Примеров нового прочтения гончаровского текста (переакцентуации) достаточно. Работа В.Я. Звиняцковской «Мифологема огня в романе «Обломов» (тема, между прочим, граничащая с нащупыванием ритмического кода романа), замечательная статья М.В. Строганова «Странствователь и домосед», в которой говорится о геометрии романного пространства И.А. Гончарова14, любопытнейшие находки такого исследователя, как В. Бражук, в частности, его научное эссе «Славянская символика «дома» в романе И.А. Гончарова «Обломов»»15. Из буквально сегодняшних работ, несущих новое понимание гончаровской поэтики, хотелось бы выделить труды Е.И. Шевчугова, Ивонна Перцгена, А.П. Рассадина, С.В. Денисенко, Д.А. Романова, Ю.Ю. Гребенщикова16. Особенно близки к постижению ритмических закономерностей гончаровского текста комментаторы, анализирующие пространство и время в художественном мире писателя (В.А. Доманский, В.Г. Щукин, Н.А. Гузь, Н.К. Шутая, Л.А. Сапченко).

Активно анализируется наследие писателя в рамках «истории идей» — набирающего обороты исключительно продуктивного исследовательского метода, опирающегося на относительно неизменные (вневременные) идеи, на которых зиждется человеческая культура и которые определяют политический, философский, эстетический, морально-нравственный, этический характер той или иной эпохи. Разработки краковского культуролога Василия Щукина, пожалуй, ближе всего к этому плодотворному исследовательскому методу. Среди зарубежных гончарововедов, наиболее последовательно изучающих организацию художественного мира И.А. Гончарова, хотелось бы отметить Ангелику Молнар, Тиргена Петера, Михаэлу Бёмиг, Веронику Жобер, Анри Труайя, Такаси Фудзиниму, Савадо Кадзухико и др.

Колоссальная по глубине и масштабу работа Группы по подготовке Полного собрания сочинений и писем И.А. Гончарова Института русской литературы (Пушкинский Дом) Российской Академии наук подчинена той же стратегической задаче — открытию И.А. Гончарова. В Полном собрании сочинений и писем писателя, в обширных комментариях к роману «Обломов», которым посвящен отдельный, шестой, том этого уникального, действительно бесценного для каждого исследователя издания17, и в кропотливо формирующейся «Обломовской энциклопедии» (если судить по материалам, публикующимся на сайте официальной Группы по подготовке Академического полного собрания сочинений и писем И.А. Гончарова Института русской литературы (Пушкинский Дом) Российской Академии наук18, поиску качественно новых подходов к поэтике И.А. Гончарова отводится первостепенное значение.

◆ **Что нужно сделать**:
Выведите дословно часть отрывка об изучении творчества Гончарова от слов «Активно анализируется наследие» до слов «Кадзухико и др.» включительно.

◆ **Фрагмент данных**:
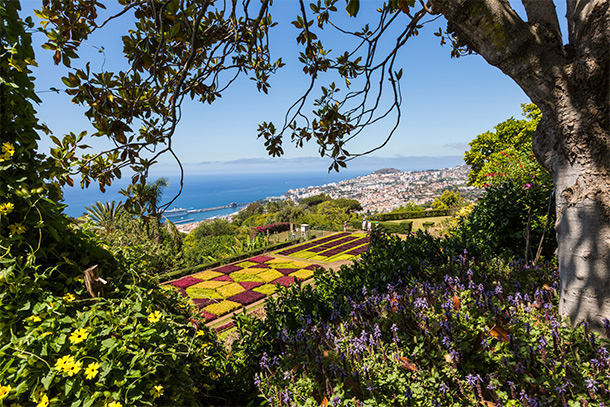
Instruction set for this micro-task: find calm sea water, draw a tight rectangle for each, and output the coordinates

◆ **Выполненное задание**:
Активно анализируется наследие писателя в рамках «истории идей» — набирающего обороты исключительно продуктивного исследовательского метода, опирающегося на относительно неизменные (вневременные) идеи, на которых зиждется человеческая культура и которые определяют политический, философский, эстетический, морально-нравственный, этический характер той или иной эпохи. Разработки краковского культуролога Василия Щукина, пожалуй, ближе всего к этому плодотворному исследовательскому методу. Среди зарубежных гончарововедов, наиболее последовательно изучающих организацию художественного мира И.А. Гончарова, хотелось бы отметить Ангелику Молнар, Тиргена Петера, Михаэлу Бёмиг, Веронику Жобер, Анри Труайя, Такаси Фудзиниму, Савадо Кадзухико и др.